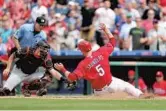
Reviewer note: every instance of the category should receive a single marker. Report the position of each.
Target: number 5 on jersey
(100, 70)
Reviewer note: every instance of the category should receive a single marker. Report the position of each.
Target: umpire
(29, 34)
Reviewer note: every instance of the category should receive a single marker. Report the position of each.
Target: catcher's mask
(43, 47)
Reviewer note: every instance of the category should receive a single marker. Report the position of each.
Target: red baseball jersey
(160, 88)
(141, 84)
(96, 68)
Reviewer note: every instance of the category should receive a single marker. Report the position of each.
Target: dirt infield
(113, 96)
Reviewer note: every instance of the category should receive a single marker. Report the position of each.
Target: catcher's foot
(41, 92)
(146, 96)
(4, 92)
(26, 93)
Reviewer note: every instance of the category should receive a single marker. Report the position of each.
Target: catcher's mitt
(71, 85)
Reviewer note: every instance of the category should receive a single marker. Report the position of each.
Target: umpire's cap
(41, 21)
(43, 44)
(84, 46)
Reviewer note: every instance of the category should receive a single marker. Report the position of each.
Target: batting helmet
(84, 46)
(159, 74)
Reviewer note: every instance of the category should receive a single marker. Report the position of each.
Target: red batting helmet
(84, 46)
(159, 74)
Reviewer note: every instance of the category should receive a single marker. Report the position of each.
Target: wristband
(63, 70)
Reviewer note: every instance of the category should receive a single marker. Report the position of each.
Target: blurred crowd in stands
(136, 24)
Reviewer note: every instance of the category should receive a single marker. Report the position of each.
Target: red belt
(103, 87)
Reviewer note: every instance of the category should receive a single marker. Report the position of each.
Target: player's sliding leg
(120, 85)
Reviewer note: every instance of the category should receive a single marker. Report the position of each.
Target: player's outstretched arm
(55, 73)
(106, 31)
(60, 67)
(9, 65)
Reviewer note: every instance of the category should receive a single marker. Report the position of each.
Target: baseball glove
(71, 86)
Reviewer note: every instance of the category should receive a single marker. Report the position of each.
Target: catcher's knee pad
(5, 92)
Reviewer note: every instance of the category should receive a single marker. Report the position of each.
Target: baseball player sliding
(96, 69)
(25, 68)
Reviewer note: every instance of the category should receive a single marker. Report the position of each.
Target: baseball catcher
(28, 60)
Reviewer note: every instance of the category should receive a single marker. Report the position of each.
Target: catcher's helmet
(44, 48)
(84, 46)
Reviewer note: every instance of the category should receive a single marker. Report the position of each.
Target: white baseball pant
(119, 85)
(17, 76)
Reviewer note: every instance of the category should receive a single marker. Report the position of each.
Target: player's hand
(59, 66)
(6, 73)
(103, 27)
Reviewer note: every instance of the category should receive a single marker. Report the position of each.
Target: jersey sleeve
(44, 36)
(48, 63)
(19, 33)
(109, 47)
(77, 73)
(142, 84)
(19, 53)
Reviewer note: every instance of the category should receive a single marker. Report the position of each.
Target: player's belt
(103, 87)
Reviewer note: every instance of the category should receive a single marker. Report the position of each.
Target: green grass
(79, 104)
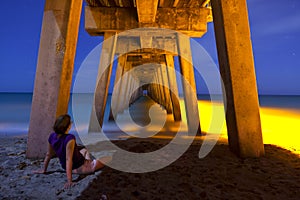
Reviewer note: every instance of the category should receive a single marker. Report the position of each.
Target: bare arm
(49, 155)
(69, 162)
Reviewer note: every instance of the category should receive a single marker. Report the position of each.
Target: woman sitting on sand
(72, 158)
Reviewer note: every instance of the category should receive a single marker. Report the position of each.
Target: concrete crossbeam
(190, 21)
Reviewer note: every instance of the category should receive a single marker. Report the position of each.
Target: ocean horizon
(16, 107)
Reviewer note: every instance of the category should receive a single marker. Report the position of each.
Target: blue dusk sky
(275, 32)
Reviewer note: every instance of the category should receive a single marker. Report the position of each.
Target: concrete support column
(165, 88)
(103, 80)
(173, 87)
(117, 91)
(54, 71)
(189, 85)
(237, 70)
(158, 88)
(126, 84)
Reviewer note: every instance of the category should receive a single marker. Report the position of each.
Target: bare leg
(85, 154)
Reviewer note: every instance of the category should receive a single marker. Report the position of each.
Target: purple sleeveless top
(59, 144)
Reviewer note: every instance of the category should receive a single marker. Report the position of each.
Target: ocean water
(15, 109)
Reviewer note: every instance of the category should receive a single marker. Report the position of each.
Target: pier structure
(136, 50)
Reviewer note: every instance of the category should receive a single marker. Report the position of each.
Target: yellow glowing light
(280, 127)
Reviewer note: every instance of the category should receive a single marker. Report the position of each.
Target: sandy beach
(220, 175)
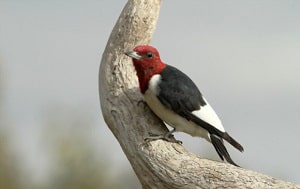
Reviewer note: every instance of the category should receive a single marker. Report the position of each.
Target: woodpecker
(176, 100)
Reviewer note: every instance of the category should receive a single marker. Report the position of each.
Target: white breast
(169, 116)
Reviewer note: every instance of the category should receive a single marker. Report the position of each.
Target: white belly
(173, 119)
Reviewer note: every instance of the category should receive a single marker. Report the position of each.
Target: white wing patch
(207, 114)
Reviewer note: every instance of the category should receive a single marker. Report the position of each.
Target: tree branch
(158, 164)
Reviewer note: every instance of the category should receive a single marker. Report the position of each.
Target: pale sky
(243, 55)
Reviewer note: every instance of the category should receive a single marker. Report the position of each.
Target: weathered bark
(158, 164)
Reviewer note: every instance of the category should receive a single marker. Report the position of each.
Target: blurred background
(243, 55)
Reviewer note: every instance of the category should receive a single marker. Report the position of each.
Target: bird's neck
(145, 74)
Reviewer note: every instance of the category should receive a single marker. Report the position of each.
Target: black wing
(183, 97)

========

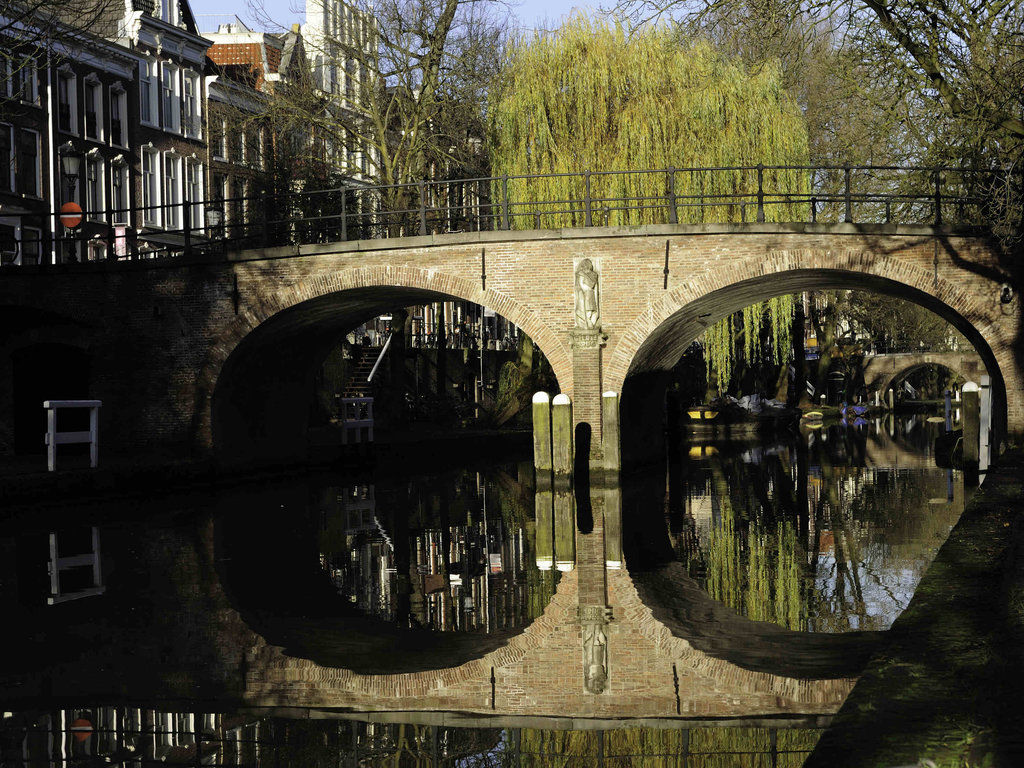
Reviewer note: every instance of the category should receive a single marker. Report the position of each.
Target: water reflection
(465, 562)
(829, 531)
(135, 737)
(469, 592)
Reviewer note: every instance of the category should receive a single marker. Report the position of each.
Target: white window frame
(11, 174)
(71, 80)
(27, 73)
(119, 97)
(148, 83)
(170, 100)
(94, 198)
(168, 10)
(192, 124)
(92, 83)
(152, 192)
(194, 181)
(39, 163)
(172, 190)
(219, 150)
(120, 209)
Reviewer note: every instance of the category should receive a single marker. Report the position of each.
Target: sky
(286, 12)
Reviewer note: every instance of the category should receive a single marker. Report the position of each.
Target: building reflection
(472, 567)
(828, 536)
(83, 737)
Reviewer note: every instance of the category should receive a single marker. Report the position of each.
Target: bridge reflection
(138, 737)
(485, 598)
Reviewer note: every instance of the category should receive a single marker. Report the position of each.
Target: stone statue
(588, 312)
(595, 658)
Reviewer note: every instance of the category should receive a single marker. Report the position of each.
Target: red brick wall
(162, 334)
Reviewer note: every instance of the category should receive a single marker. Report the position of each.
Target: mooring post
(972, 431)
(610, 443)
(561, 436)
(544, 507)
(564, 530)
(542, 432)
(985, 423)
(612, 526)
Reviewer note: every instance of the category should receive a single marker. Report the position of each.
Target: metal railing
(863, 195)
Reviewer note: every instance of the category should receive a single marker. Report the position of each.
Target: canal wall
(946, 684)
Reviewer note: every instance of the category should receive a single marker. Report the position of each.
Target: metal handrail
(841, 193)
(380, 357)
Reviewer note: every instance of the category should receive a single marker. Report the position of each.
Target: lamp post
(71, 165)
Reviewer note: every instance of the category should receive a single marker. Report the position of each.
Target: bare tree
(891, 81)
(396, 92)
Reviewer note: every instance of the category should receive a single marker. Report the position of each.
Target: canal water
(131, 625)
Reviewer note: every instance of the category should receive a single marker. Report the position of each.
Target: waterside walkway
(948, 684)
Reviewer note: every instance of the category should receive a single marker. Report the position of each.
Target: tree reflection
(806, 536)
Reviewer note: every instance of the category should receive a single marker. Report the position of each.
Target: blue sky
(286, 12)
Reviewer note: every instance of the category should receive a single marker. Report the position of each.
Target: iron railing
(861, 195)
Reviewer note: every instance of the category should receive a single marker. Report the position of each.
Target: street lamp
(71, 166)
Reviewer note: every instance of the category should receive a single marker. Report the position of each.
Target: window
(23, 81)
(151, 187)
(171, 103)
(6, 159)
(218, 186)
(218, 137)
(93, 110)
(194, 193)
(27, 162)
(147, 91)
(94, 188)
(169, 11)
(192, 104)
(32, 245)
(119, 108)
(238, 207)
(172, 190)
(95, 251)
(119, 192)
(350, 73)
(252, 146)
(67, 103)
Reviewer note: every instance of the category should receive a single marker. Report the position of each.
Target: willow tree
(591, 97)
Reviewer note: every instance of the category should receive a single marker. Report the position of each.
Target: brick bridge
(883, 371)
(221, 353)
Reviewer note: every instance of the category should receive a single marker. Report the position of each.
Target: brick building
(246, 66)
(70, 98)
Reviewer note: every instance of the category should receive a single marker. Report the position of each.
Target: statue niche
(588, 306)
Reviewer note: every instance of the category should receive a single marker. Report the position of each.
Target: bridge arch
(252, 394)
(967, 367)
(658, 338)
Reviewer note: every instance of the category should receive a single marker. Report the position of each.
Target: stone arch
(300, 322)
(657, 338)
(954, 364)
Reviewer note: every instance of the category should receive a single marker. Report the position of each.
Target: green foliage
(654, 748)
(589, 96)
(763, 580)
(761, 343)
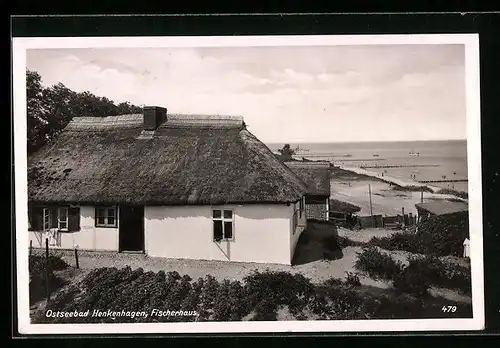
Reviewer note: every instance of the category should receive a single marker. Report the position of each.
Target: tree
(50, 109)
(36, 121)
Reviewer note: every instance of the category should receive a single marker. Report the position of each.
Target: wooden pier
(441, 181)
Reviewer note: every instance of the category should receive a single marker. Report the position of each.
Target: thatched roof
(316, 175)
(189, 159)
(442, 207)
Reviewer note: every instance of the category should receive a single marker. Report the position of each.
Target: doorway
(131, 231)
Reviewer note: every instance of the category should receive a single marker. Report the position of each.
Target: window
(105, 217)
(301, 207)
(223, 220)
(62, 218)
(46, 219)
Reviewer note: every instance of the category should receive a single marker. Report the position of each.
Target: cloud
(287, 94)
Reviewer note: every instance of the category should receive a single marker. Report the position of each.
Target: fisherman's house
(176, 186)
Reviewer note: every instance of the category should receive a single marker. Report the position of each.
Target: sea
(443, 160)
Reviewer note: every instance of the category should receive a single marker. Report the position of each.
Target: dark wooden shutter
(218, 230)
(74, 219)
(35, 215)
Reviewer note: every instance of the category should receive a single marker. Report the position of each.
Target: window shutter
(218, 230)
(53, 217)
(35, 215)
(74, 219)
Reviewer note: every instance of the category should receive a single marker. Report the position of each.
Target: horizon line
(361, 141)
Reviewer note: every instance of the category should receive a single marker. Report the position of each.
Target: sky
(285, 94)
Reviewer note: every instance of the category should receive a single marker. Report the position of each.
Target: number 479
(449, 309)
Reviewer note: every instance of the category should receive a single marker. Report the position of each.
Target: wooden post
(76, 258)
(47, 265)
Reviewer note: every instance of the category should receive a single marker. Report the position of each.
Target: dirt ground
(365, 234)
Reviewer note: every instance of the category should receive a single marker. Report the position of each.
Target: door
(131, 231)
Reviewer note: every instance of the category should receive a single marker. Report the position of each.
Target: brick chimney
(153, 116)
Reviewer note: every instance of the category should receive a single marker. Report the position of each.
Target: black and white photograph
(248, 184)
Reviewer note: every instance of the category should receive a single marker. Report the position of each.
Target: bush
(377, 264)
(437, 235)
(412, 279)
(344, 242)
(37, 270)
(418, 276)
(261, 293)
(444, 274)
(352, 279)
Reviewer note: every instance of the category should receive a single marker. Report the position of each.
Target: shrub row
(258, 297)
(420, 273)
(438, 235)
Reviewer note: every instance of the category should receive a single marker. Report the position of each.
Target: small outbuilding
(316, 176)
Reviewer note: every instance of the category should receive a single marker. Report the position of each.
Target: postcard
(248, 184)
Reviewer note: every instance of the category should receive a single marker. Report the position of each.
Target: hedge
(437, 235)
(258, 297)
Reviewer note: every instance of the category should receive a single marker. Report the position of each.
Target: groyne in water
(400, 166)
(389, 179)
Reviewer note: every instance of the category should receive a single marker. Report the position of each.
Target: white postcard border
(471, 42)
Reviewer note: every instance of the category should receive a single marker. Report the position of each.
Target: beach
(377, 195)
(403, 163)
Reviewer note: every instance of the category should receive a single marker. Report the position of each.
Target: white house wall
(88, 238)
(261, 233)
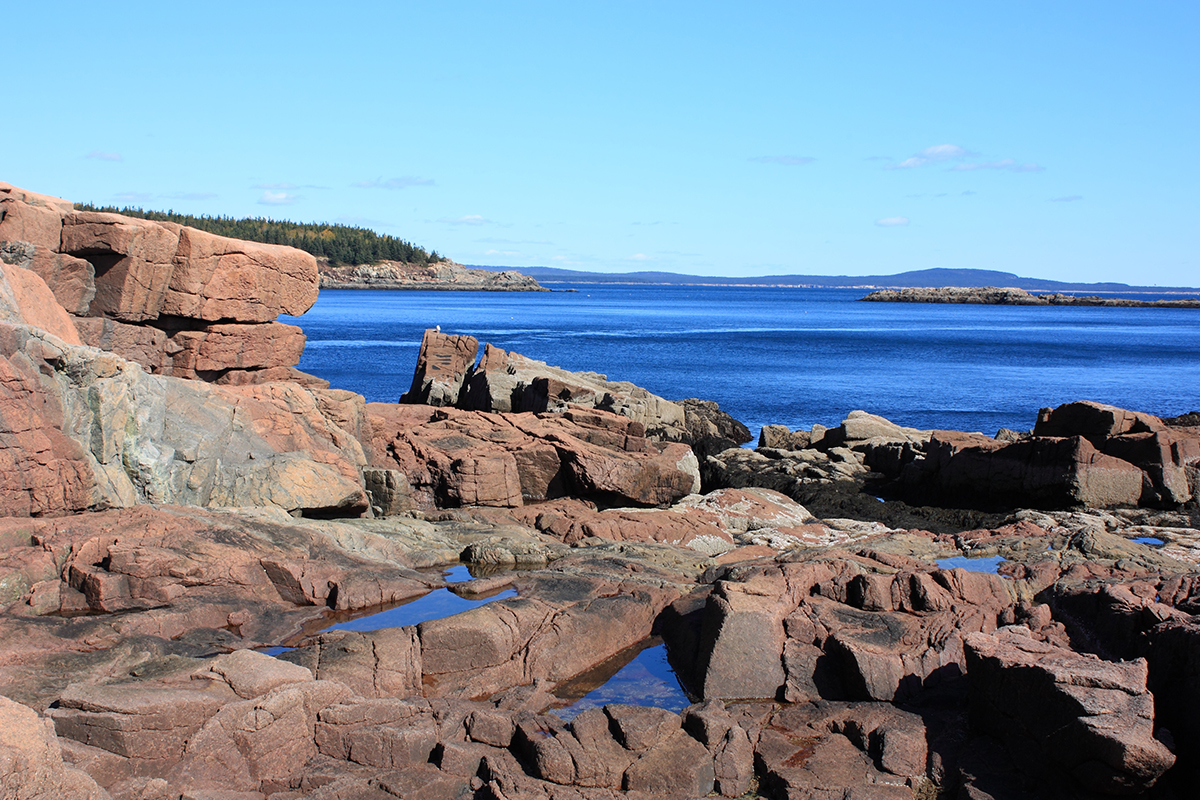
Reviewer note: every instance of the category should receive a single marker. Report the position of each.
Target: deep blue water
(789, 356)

========

● To do: Count the lines in the entries above that contain the string "white". Reply with the number only.

● Expected answer: 8